* [Material to process]
>>>>

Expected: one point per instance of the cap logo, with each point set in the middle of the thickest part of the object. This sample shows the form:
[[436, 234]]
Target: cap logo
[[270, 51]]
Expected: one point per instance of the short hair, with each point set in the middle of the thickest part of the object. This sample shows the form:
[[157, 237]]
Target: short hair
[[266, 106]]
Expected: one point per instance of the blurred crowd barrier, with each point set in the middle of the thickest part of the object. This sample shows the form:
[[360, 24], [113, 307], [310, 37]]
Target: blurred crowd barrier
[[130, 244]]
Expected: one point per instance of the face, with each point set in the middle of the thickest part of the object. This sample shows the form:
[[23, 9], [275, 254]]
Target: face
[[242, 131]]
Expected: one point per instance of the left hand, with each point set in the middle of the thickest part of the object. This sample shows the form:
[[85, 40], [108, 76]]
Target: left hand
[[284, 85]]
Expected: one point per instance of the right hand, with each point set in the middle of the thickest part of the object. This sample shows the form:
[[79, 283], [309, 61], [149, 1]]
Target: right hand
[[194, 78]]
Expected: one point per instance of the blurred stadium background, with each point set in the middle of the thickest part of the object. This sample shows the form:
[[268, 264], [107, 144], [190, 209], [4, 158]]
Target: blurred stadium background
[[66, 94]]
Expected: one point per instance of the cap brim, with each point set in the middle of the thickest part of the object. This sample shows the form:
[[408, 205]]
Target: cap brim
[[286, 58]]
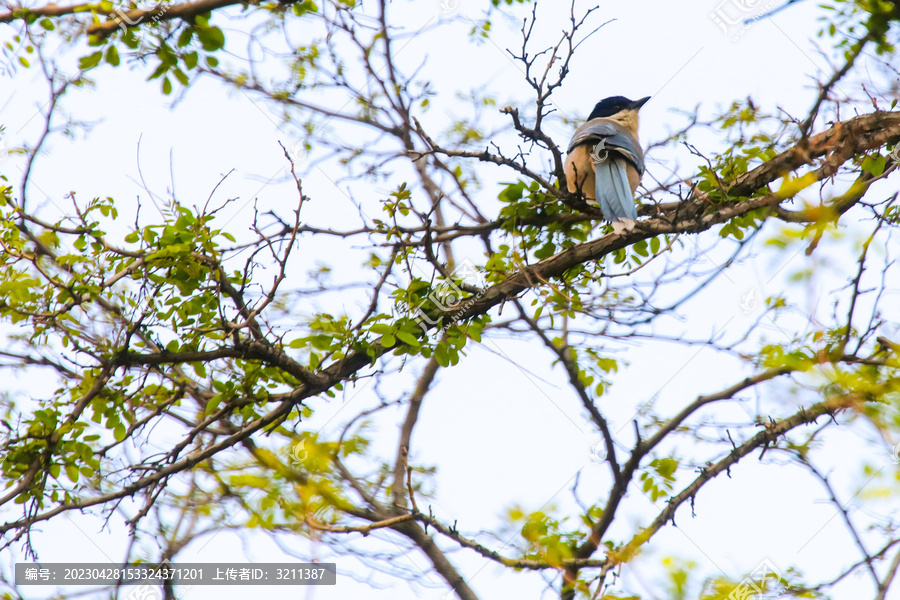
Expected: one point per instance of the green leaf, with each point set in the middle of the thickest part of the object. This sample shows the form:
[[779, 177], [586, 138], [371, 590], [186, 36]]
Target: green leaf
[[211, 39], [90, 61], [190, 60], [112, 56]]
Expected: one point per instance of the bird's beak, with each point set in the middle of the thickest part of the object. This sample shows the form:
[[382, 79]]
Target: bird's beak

<<<<

* [What the task requires] Reproduce verbatim the stretch from the start of the entries through the line containing "[[266, 106]]".

* [Solution to the problem]
Expected: one point per instance of the cap logo, with each point set in the middle of the thickest part of the object. This sample shows the form:
[[436, 234]]
Target: cap logo
[[270, 51]]
Expected: one point per instance of the short hair, with each point set in the middle of the thickest part of the object. This sample shows the form:
[[157, 237]]
Target: short hair
[[266, 106]]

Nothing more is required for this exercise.